VORLIEGENDER TEXT>
☆ ☆ ☆ ☆

1. August
Der große Künstler versteht es, eine Sache aufs Wesentliche zu
reduzieren.
Henri Amiel
Wie ein Kunstwerk durch Vereinfachung entsteht, so hat auch unsere
Genesung damit zu tun, daß wir uns aufs Wesentliche beschränken. Wir
reifen, wenn es uns gelingt, unser Leben zu vereinfachen.
Das fällt keinem Menschen leicht, denn wir sind eine schnellebige Welt
gewöhnt und stehen ständig unter Druck.
Wir neigen dazu, die Dinge durch unser kompliziertes Denken noch
komplizierter zu machen. Manchmal sind wir sogar stolz darauf, die
Dinge durch unsere Gedankengänge noch komplexer darzustellen, als sie
tatsächlich sind. Wir suchen regelrecht nach schwierigen Deutungen,
wenn die Tatsachen auf der Hand liegen. Wir geben lange Erklärungen
für unser Verhalten ab, wenn es überhaupt nicht nötig ist. Wir
interpretieren die Motive anderer Menschen, statt das, was sie sagen,
für bare Münze zu nehmen. Wir lassen uns auf jedes Wortgefecht ein,
wenn wir es genausogut lassen könnten.

☆ ☆ ☆ ☆

DATEN>
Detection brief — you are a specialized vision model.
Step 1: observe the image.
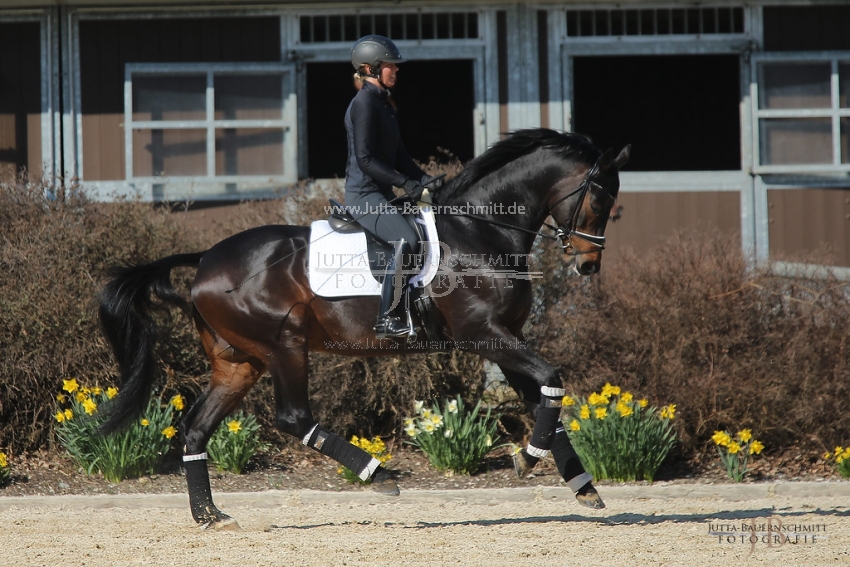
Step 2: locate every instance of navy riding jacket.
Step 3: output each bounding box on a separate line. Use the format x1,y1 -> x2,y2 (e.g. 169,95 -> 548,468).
345,82 -> 425,199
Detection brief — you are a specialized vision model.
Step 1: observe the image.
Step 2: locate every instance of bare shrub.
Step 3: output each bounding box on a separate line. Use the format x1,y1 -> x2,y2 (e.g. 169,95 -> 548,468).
0,177 -> 205,451
532,229 -> 850,464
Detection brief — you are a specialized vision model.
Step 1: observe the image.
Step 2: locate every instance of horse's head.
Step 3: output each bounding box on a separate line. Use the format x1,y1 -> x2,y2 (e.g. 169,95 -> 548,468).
551,146 -> 631,276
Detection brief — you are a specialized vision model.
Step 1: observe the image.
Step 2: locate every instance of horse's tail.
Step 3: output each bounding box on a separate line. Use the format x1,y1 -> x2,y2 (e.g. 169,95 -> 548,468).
99,252 -> 203,433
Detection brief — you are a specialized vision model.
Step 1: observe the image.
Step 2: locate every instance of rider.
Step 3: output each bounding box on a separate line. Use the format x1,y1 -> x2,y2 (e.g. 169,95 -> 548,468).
345,35 -> 439,338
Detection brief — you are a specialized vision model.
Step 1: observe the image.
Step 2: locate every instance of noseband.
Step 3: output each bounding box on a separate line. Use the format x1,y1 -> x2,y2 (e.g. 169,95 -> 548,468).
546,160 -> 605,256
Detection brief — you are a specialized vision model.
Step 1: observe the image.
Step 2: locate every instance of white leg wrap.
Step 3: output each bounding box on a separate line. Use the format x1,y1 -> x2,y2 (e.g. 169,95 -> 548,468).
525,443 -> 549,459
301,423 -> 319,445
567,473 -> 593,492
358,457 -> 381,482
540,386 -> 567,398
183,453 -> 207,463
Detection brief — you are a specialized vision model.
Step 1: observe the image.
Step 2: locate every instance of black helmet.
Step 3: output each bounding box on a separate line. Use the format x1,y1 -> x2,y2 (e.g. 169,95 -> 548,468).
351,35 -> 407,71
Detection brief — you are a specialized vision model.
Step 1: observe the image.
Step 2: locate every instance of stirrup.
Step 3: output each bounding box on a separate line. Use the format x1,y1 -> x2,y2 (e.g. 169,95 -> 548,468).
375,315 -> 411,339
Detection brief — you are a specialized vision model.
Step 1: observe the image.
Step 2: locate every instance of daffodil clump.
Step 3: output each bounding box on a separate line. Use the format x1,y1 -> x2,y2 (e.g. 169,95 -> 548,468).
0,453 -> 12,486
823,447 -> 850,478
336,435 -> 393,484
207,410 -> 268,474
54,378 -> 185,482
561,383 -> 676,481
404,396 -> 499,474
711,429 -> 764,482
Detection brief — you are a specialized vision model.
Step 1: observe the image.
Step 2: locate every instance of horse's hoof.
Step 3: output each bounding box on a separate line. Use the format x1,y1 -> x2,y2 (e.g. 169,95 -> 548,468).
576,482 -> 605,510
371,467 -> 401,496
198,512 -> 242,531
514,451 -> 537,479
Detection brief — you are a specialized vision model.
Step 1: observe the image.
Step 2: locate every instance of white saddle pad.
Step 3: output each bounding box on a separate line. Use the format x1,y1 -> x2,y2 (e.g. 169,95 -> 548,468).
307,206 -> 440,297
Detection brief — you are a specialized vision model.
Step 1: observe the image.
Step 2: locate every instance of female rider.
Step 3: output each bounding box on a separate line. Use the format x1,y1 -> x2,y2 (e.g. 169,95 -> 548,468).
345,35 -> 438,338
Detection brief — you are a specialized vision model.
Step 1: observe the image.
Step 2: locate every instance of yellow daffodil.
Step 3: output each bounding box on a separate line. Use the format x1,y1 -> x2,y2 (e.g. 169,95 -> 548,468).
711,431 -> 732,447
83,398 -> 97,415
602,382 -> 620,398
587,392 -> 608,406
171,394 -> 184,411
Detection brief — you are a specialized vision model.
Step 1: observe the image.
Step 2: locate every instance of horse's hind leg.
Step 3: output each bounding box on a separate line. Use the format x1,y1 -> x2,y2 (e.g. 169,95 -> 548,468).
269,345 -> 399,495
180,328 -> 264,529
502,369 -> 605,509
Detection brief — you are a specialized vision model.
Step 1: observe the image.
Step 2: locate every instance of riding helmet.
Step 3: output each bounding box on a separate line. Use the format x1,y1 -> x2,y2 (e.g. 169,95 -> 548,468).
351,35 -> 407,71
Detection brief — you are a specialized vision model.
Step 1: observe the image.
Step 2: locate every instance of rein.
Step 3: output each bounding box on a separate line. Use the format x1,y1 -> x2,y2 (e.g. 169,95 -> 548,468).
448,158 -> 605,256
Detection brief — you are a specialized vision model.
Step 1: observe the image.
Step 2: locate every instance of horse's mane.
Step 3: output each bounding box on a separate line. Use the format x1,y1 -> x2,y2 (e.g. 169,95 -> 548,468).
439,128 -> 600,199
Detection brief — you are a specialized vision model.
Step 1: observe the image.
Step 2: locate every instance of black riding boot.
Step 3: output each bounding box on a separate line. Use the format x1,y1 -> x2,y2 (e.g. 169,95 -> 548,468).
375,240 -> 410,339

☆ ☆ ☆ ☆

ARBEITSAUFTRÄGE>
a. Gib aus dem Text über das Vereinfachen das Stück von „Wir neigen dazu, die“ bis „genausogut lassen könnten.“ wortgetreu wieder.
b. Unter welcher Bedingung reifen wir laut dem Text über das Vereinfachen?
c. Stimmen diese Aussagen mit dem Text über das Vereinfachen überein? Antworte bei jeder mit Ja oder Nein und zitiere die entscheidenden Worte des Textes.
(i) Den meisten Menschen fällt es leicht, sich aufs Wesentliche zu beschränken.
(ii) Manchmal sind wir stolz darauf, Dinge komplizierter darzustellen, als sie sind.
(iii) Was andere Menschen sagen, nehmen wir meist für bare Münze.

ANTWORTEN JE AUFGABE>
a.
Wir neigen dazu, die Dinge durch unser kompliziertes Denken noch
komplizierter zu machen. Manchmal sind wir sogar stolz darauf, die
Dinge durch unsere Gedankengänge noch komplexer darzustellen, als sie
tatsächlich sind. Wir suchen regelrecht nach schwierigen Deutungen,
wenn die Tatsachen auf der Hand liegen. Wir geben lange Erklärungen
für unser Verhalten ab, wenn es überhaupt nicht nötig ist. Wir
interpretieren die Motive anderer Menschen, statt das, was sie sagen,
für bare Münze zu nehmen. Wir lassen uns auf jedes Wortgefecht ein,
wenn wir es genausogut lassen könnten.

b. Wir reifen, wenn es uns gelingt, unser Leben zu vereinfachen.

c.
(i) Nein: „Das fällt keinem Menschen leicht“
(ii) Ja: „Manchmal sind wir sogar stolz darauf, die Dinge durch unsere Gedankengänge noch komplexer darzustellen, als sie tatsächlich sind.“
(iii) Nein: „Wir interpretieren die Motive anderer Menschen, statt das, was sie sagen, für bare Münze zu nehmen.“